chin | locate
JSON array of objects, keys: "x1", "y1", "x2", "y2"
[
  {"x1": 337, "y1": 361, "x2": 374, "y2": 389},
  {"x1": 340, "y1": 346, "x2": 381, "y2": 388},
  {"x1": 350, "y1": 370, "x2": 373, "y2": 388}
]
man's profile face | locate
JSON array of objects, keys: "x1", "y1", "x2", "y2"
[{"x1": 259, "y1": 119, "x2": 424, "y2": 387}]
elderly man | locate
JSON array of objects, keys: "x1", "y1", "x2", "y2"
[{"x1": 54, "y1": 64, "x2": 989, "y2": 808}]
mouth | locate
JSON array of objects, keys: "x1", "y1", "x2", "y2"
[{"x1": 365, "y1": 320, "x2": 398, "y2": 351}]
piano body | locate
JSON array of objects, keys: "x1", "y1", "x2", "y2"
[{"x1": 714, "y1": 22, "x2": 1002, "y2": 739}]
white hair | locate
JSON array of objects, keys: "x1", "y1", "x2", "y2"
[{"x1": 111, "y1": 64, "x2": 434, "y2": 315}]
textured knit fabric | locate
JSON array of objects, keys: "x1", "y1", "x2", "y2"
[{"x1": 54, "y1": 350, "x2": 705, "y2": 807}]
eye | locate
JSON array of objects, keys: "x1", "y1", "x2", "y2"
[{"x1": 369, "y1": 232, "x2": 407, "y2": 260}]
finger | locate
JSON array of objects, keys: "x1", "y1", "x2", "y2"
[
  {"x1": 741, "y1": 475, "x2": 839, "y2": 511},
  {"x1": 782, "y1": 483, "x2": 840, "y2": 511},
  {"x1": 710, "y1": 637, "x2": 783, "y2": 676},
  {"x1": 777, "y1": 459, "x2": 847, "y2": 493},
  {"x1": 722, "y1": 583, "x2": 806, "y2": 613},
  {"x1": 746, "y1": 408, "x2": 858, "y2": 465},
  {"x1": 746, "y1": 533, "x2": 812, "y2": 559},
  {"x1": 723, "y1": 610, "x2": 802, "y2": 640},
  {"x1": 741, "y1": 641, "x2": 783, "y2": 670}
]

========

### What the task requires:
From the listing above, collect every line that mentions the word "locate".

### Task answer:
chin | locate
man's profile face | locate
elderly man | locate
mouth | locate
piano body | locate
white hair | locate
textured knit fabric | locate
eye | locate
finger | locate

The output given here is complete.